Task brief :: Look below for the line containing "field and report the pixel coordinates.". Output it and each remaining line of the entries exactly, and nothing else.

Raw data ::
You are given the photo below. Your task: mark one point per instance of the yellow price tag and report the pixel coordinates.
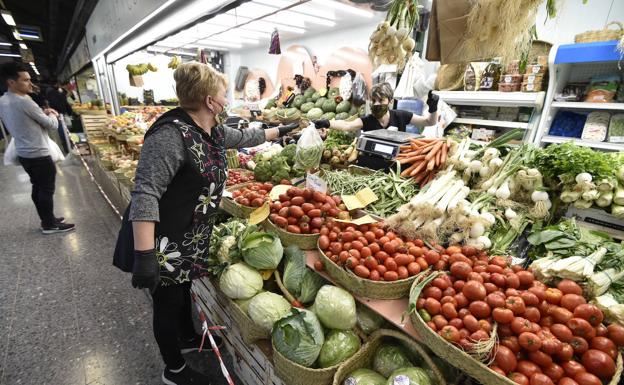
(360, 200)
(278, 190)
(366, 219)
(259, 214)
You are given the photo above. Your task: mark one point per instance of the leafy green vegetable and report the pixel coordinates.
(299, 337)
(339, 345)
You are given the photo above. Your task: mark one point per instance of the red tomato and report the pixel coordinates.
(515, 304)
(598, 363)
(540, 379)
(505, 359)
(590, 313)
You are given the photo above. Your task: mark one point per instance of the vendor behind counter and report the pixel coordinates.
(382, 116)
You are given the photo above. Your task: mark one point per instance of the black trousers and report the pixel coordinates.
(42, 173)
(173, 321)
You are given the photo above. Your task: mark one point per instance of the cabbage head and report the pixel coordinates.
(299, 337)
(267, 308)
(364, 377)
(240, 281)
(339, 345)
(389, 358)
(409, 376)
(262, 250)
(335, 308)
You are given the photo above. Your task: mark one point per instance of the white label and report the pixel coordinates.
(383, 149)
(401, 380)
(314, 182)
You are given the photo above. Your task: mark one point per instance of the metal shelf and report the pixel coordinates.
(492, 123)
(589, 106)
(586, 143)
(493, 98)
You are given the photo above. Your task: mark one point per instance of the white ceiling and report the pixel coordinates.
(250, 25)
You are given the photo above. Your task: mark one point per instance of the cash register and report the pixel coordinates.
(378, 148)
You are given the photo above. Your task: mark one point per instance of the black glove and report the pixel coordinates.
(283, 130)
(321, 123)
(145, 272)
(432, 102)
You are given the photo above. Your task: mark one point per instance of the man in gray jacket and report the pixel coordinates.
(28, 126)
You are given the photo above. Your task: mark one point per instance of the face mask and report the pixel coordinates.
(379, 110)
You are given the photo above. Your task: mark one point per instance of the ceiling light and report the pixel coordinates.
(8, 18)
(344, 7)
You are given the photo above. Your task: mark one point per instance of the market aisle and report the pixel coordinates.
(67, 316)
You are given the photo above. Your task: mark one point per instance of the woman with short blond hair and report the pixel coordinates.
(181, 175)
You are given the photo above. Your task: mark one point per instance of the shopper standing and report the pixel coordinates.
(382, 116)
(180, 177)
(28, 126)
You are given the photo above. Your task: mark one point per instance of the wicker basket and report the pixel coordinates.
(365, 356)
(248, 329)
(304, 241)
(292, 373)
(365, 287)
(604, 34)
(463, 361)
(234, 209)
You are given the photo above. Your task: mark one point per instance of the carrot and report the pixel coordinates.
(411, 159)
(421, 165)
(444, 153)
(435, 149)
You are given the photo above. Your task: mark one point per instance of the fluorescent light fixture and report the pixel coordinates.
(137, 26)
(344, 7)
(8, 18)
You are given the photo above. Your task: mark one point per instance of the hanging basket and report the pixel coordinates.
(365, 356)
(604, 34)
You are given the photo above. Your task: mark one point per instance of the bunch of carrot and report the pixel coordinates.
(425, 156)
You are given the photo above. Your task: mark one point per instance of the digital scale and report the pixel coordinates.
(379, 147)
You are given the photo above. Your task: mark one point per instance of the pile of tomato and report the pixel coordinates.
(304, 211)
(238, 177)
(253, 195)
(373, 253)
(547, 335)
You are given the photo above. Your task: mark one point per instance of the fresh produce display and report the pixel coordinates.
(391, 42)
(372, 252)
(425, 156)
(391, 189)
(253, 195)
(503, 316)
(238, 176)
(303, 211)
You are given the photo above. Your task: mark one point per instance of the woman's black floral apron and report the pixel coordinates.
(182, 237)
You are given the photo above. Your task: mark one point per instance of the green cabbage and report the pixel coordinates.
(368, 320)
(364, 377)
(335, 308)
(409, 376)
(240, 281)
(300, 281)
(262, 250)
(299, 337)
(389, 358)
(267, 308)
(339, 345)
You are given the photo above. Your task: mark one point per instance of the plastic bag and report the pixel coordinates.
(359, 90)
(309, 149)
(10, 154)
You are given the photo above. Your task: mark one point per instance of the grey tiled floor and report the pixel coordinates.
(67, 316)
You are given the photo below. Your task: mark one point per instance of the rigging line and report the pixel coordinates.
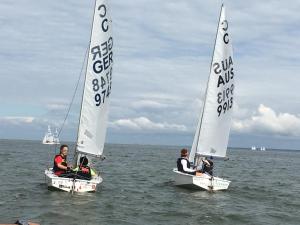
(205, 96)
(73, 97)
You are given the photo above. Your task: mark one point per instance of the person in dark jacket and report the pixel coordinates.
(60, 166)
(83, 171)
(183, 164)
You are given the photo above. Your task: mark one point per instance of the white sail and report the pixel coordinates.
(48, 138)
(97, 87)
(55, 137)
(211, 138)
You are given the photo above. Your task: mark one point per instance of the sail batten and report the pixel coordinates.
(212, 133)
(97, 86)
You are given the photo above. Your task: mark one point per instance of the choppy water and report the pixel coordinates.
(138, 189)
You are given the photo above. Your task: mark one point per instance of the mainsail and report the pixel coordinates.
(97, 87)
(212, 133)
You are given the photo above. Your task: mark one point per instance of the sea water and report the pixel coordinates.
(138, 188)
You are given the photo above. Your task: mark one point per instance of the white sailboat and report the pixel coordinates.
(212, 133)
(263, 148)
(50, 138)
(95, 101)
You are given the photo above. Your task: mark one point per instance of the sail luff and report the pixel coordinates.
(217, 110)
(97, 86)
(194, 149)
(82, 97)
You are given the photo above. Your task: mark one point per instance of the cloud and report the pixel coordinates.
(17, 120)
(144, 124)
(148, 104)
(267, 121)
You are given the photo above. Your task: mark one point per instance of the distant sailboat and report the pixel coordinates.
(49, 138)
(212, 133)
(95, 102)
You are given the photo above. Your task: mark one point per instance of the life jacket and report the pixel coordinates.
(56, 169)
(179, 165)
(85, 169)
(84, 172)
(208, 169)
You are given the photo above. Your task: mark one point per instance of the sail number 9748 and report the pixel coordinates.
(102, 87)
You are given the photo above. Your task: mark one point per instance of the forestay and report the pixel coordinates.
(212, 133)
(97, 87)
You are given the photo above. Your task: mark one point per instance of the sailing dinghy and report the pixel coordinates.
(212, 133)
(95, 102)
(51, 139)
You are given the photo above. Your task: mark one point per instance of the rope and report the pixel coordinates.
(73, 97)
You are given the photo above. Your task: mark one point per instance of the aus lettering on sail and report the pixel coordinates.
(102, 59)
(223, 69)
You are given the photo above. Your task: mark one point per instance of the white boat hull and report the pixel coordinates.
(203, 181)
(70, 184)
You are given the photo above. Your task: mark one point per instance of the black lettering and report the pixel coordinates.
(227, 77)
(230, 61)
(217, 68)
(96, 51)
(97, 66)
(220, 81)
(225, 67)
(225, 38)
(105, 25)
(110, 43)
(232, 74)
(104, 48)
(110, 57)
(106, 62)
(104, 10)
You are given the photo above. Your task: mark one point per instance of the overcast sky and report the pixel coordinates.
(162, 55)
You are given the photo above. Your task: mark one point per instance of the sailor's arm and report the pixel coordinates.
(184, 166)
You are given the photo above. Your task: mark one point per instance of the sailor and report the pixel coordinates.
(60, 166)
(207, 166)
(183, 164)
(83, 171)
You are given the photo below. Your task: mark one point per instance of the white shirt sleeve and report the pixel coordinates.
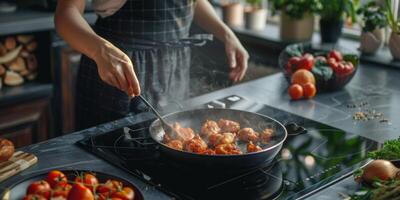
(105, 8)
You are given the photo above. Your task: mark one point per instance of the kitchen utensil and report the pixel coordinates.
(195, 118)
(167, 127)
(17, 163)
(18, 189)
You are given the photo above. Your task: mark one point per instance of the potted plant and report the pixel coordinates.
(373, 23)
(232, 12)
(297, 18)
(255, 15)
(332, 14)
(394, 41)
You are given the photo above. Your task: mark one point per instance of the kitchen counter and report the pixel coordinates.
(373, 84)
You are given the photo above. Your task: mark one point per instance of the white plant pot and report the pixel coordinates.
(394, 45)
(255, 19)
(296, 30)
(370, 42)
(232, 14)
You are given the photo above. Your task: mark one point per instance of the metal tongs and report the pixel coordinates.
(167, 127)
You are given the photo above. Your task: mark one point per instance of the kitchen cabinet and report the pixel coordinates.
(26, 122)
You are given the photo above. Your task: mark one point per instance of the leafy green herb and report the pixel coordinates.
(389, 151)
(338, 9)
(395, 25)
(296, 9)
(373, 16)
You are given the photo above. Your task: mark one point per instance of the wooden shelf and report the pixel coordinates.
(28, 20)
(26, 92)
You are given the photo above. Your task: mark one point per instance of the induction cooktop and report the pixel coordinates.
(308, 162)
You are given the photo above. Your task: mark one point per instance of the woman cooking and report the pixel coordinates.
(138, 46)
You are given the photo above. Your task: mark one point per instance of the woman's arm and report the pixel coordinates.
(114, 66)
(206, 18)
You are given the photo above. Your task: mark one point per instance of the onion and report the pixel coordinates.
(379, 169)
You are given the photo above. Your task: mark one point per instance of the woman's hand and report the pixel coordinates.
(237, 57)
(116, 69)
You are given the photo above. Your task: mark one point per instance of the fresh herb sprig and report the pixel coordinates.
(373, 16)
(389, 151)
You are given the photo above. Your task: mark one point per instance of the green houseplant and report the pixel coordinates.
(333, 13)
(394, 41)
(255, 15)
(297, 18)
(373, 18)
(232, 12)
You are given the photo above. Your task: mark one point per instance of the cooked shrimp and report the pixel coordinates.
(175, 144)
(195, 145)
(227, 149)
(248, 134)
(229, 126)
(224, 138)
(209, 127)
(208, 152)
(253, 147)
(266, 135)
(181, 133)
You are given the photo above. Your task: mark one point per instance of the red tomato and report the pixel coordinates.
(110, 186)
(126, 193)
(88, 179)
(296, 91)
(34, 197)
(62, 191)
(306, 62)
(80, 192)
(320, 58)
(292, 64)
(56, 177)
(336, 55)
(41, 188)
(349, 67)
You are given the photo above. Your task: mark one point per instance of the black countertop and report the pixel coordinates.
(374, 84)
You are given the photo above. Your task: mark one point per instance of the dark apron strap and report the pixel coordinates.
(196, 40)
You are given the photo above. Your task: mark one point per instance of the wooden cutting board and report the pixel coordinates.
(17, 163)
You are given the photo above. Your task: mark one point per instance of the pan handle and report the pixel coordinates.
(294, 129)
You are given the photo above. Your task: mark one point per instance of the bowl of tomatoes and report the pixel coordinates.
(73, 185)
(332, 66)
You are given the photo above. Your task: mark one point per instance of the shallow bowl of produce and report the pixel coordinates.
(332, 66)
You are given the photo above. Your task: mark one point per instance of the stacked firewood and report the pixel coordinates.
(18, 61)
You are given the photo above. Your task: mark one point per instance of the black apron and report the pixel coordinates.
(155, 35)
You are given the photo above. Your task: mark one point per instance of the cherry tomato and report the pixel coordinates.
(306, 62)
(80, 192)
(56, 177)
(126, 193)
(34, 197)
(109, 187)
(309, 90)
(62, 191)
(336, 55)
(320, 59)
(88, 179)
(41, 188)
(332, 63)
(296, 91)
(349, 67)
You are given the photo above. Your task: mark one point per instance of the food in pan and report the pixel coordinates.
(248, 135)
(85, 185)
(224, 137)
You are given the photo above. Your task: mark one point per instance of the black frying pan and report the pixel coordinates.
(195, 118)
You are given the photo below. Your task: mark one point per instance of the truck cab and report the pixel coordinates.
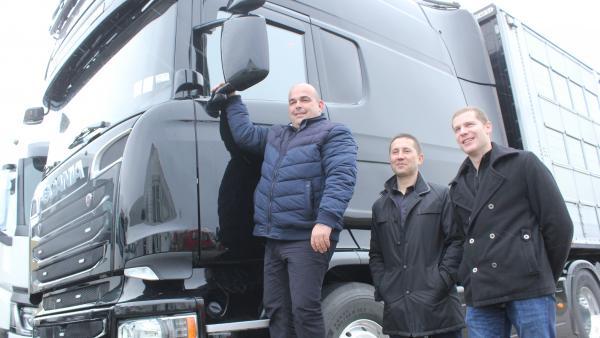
(142, 223)
(18, 180)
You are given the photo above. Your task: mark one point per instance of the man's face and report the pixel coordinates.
(303, 104)
(472, 135)
(404, 157)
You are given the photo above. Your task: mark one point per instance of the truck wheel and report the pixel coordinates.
(586, 303)
(350, 311)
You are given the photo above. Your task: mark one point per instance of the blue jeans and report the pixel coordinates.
(293, 276)
(452, 334)
(532, 318)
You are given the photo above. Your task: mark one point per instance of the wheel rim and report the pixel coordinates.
(589, 309)
(362, 328)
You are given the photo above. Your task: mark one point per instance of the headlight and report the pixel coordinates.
(21, 319)
(182, 326)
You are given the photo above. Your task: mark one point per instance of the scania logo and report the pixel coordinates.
(63, 181)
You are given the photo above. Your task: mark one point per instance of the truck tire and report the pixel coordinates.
(586, 303)
(350, 311)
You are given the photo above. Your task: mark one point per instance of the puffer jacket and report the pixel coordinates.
(307, 177)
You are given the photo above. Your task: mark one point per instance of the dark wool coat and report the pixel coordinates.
(307, 176)
(517, 229)
(414, 266)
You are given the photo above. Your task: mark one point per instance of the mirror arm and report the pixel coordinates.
(209, 25)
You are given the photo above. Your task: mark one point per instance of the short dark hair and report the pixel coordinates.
(408, 136)
(479, 114)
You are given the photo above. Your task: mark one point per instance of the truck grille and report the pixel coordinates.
(81, 296)
(87, 329)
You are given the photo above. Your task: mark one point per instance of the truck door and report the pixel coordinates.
(227, 175)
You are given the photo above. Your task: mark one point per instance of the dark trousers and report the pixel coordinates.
(293, 276)
(452, 334)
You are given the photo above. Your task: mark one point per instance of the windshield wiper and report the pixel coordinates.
(89, 133)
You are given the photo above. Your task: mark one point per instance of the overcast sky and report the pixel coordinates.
(573, 25)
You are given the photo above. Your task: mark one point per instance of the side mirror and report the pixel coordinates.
(34, 115)
(244, 6)
(244, 51)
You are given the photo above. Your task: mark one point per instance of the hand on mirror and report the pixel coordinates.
(319, 239)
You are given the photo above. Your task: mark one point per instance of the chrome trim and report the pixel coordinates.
(73, 223)
(55, 281)
(94, 167)
(141, 272)
(238, 326)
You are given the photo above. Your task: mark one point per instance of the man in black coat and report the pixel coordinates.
(517, 233)
(415, 250)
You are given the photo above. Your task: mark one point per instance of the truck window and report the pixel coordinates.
(561, 90)
(286, 63)
(5, 193)
(342, 69)
(137, 76)
(592, 104)
(541, 78)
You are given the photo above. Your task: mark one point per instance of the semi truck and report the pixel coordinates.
(142, 223)
(19, 175)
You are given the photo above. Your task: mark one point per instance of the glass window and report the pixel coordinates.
(138, 76)
(342, 69)
(574, 213)
(585, 190)
(578, 100)
(551, 114)
(561, 89)
(571, 123)
(574, 71)
(590, 222)
(596, 184)
(537, 48)
(557, 60)
(5, 197)
(566, 182)
(286, 64)
(587, 130)
(592, 104)
(575, 153)
(591, 158)
(556, 143)
(542, 80)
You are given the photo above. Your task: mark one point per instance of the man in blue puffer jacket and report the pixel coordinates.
(307, 179)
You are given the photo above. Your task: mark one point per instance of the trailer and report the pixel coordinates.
(142, 223)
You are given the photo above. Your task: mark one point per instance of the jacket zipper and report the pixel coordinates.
(275, 174)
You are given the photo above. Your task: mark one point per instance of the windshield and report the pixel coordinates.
(137, 76)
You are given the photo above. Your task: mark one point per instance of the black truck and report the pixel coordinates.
(142, 224)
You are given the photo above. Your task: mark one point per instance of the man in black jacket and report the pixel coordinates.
(517, 233)
(415, 250)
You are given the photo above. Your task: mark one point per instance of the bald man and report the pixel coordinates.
(307, 179)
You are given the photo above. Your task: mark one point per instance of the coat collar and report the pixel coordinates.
(305, 122)
(490, 184)
(421, 187)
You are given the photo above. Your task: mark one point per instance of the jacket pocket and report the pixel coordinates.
(528, 251)
(308, 200)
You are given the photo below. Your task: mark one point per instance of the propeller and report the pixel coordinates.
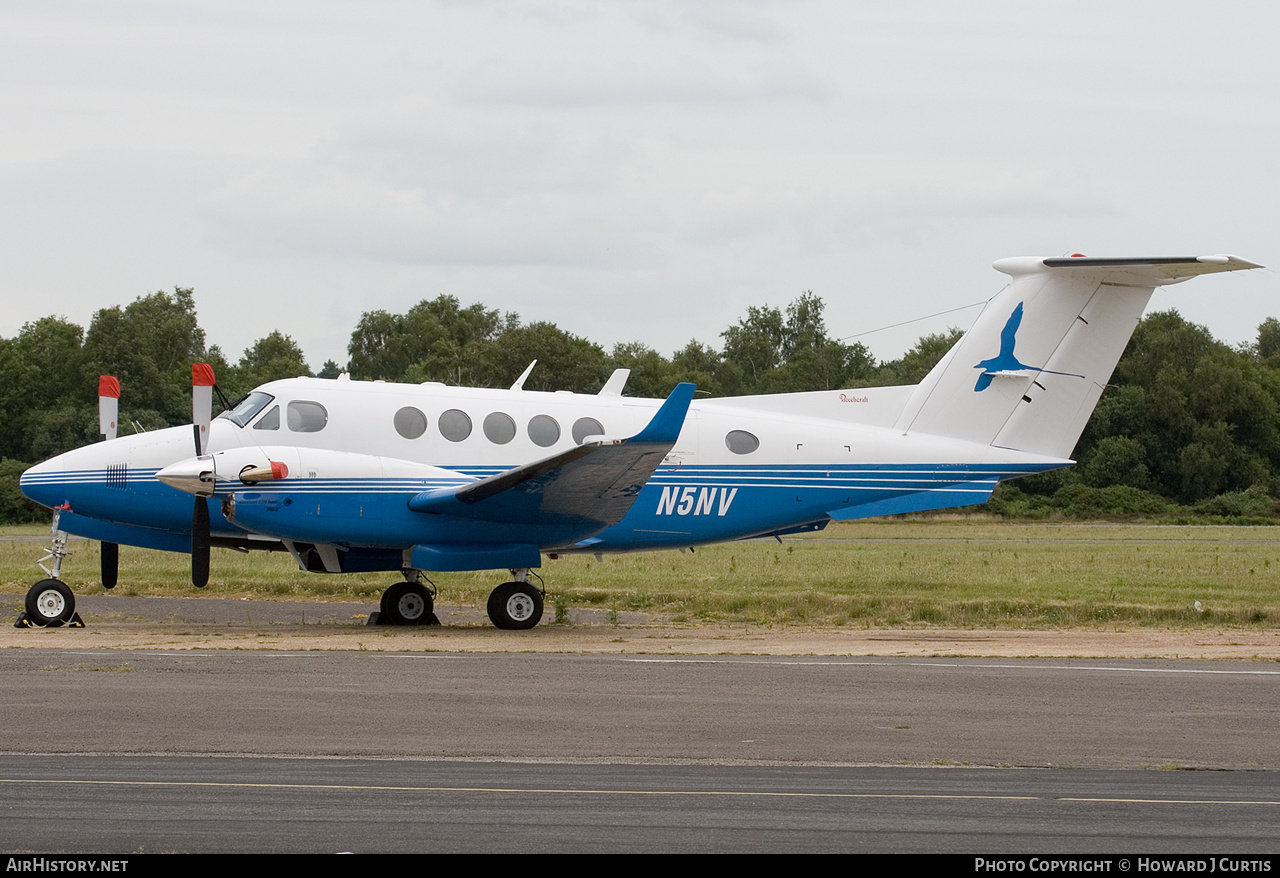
(201, 416)
(108, 416)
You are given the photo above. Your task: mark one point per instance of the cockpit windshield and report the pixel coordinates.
(245, 408)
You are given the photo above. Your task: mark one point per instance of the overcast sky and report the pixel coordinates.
(627, 170)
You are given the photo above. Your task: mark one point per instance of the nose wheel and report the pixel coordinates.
(50, 604)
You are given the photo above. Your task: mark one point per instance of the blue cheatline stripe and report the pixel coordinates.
(881, 478)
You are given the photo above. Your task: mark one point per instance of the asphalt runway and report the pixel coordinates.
(444, 751)
(124, 804)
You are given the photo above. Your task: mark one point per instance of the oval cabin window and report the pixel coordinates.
(544, 430)
(740, 442)
(455, 425)
(410, 423)
(499, 428)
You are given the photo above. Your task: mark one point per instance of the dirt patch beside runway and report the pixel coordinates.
(131, 622)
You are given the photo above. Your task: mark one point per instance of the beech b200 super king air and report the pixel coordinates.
(355, 476)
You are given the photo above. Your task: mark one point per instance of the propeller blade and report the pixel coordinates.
(108, 419)
(200, 543)
(201, 402)
(108, 406)
(110, 565)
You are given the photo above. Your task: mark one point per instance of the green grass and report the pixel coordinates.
(945, 572)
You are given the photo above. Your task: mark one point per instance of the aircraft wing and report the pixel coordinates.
(593, 484)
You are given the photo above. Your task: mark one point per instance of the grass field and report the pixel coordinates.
(963, 572)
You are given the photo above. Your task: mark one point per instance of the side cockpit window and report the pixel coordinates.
(269, 421)
(307, 416)
(247, 407)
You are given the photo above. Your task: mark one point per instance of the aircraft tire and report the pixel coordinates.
(515, 607)
(50, 603)
(407, 603)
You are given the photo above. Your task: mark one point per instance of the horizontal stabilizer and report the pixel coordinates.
(588, 488)
(1029, 371)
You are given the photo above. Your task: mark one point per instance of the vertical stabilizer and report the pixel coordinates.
(1031, 370)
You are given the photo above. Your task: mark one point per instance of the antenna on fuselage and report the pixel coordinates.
(520, 382)
(617, 380)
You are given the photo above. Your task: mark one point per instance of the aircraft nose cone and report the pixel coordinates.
(195, 475)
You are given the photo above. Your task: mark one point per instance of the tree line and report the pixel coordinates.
(1188, 423)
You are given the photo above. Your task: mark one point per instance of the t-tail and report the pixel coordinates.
(1031, 370)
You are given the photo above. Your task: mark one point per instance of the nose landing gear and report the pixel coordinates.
(50, 603)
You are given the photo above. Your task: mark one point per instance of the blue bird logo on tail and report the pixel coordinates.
(1005, 361)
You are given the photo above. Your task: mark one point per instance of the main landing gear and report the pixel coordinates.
(513, 606)
(407, 603)
(516, 606)
(50, 603)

Response ::
You are given the photo above. Your task: mark one point per instance of the grass field and report the pixel coordinates.
(963, 572)
You are given the photo above. Your task: mark one point per instance of the side cockpit window and report the pixel coordinates.
(269, 421)
(307, 416)
(247, 407)
You are given the photo above. Your task: mark one point per instance of the aircraft tire and report the pixel coordinates.
(515, 607)
(50, 603)
(407, 603)
You are given the photo above. Your task: mark one point per instance of the horizontal stabilizer and report the pixel coordinates.
(588, 488)
(1029, 371)
You are given the photo above. Your task: mark one point per instance of the vertical stabilizer and report the pixel coordinates.
(1031, 370)
You are given the photo above. Your task: mark one point per instance of the antenna on fuselage and report the pixel coordinates.
(520, 382)
(617, 380)
You are given the photo above. Your task: mark one point per instance of the aircraft nose cone and report the pixel coordinates.
(195, 475)
You are given the photo above. Your task: mark one point per instance of the tree line and report the pixel coordinates.
(1188, 423)
You are given the photo above. Your task: mark one point per instance of the t-tail and report the pixel coordinates.
(1031, 370)
You are given the photo above. Your task: mark one point per instance of the nose landing gear and report the pixel coordinates.
(50, 603)
You are given the photo above. Your task: mark one point per instance of the blue bird logo on tail and report the pixel coordinates.
(1005, 361)
You are given the photo above. Your task: mark one point per instance of the main landing gear and report the pixel coordinates.
(513, 606)
(407, 603)
(516, 606)
(50, 603)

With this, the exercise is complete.